▶ **Problem to solve**
Note each line in the data below that holds "podium", and copy it.

[Records drawn from a dataset]

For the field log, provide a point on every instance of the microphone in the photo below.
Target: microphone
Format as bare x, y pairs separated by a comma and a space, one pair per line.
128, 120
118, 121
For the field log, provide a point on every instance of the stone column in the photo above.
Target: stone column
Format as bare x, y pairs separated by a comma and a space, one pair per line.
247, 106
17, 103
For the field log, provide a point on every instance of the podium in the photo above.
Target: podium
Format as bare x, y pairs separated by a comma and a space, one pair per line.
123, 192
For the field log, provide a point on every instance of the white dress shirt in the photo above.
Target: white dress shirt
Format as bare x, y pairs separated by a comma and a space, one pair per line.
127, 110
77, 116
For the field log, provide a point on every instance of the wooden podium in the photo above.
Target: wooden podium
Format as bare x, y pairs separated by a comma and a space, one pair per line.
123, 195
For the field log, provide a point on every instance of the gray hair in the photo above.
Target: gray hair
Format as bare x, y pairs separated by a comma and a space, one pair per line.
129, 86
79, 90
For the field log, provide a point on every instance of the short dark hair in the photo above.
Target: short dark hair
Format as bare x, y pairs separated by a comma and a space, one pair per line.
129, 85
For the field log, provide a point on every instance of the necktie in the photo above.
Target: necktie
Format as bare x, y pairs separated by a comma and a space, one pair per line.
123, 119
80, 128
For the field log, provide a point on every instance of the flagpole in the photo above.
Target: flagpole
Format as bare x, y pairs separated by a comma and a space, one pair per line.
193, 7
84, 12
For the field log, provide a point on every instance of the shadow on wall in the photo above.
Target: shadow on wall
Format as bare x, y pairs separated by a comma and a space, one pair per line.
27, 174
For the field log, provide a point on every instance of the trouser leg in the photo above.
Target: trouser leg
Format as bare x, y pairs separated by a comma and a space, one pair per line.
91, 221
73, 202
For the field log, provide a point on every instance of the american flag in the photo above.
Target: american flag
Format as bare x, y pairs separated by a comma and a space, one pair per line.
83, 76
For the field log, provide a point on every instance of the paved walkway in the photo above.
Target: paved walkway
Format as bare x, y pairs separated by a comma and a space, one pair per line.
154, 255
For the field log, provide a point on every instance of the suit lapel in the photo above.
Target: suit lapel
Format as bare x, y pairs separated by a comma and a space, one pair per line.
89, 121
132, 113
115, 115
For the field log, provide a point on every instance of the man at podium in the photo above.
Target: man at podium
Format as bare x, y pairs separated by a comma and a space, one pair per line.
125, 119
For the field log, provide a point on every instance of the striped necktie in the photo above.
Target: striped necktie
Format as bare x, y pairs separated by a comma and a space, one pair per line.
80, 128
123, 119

▶ **Task response**
For the field log, provide a point on every instance of the podium in the photo above.
Target: podium
For the field log, provide a point on every instance of the wooden podium in the photo above.
Target: wooden podium
For the field log, provide a point on every instance of the man at podium in the photo above.
Target: man at podium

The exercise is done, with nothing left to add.